╭─ Data to examine
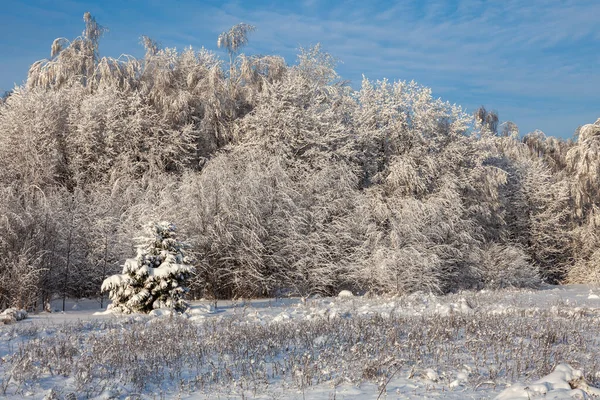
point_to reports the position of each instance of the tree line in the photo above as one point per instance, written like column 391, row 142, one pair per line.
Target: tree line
column 282, row 178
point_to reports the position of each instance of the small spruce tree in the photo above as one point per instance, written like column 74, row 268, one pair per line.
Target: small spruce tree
column 155, row 278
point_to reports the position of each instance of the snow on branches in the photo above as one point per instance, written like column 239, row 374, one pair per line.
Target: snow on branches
column 155, row 278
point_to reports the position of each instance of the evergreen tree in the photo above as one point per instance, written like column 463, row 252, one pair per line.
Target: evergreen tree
column 156, row 277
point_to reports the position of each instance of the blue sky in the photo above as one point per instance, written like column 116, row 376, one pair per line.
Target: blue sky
column 536, row 62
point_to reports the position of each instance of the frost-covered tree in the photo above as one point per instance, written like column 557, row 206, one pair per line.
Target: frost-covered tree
column 156, row 278
column 235, row 38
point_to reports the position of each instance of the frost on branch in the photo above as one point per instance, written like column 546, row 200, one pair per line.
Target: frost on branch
column 155, row 278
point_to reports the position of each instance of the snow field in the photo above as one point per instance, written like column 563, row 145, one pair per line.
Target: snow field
column 509, row 344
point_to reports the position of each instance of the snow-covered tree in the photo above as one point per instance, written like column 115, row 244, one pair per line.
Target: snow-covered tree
column 156, row 278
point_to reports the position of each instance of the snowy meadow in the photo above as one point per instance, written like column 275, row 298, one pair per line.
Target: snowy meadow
column 479, row 345
column 349, row 243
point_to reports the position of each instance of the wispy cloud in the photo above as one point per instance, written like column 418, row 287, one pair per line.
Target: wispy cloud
column 506, row 55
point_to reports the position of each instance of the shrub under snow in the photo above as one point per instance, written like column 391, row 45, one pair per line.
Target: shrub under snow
column 155, row 278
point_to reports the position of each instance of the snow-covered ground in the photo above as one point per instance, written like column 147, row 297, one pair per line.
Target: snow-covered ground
╰─
Problem to solve: Every line above in which the word "ground" is present must be copied into the answer.

Written reply:
point_to reports the position of each instance of the snow-covered ground in the photo above as one point per instance, written like column 147, row 297, one pair per line.
Target: snow-covered ground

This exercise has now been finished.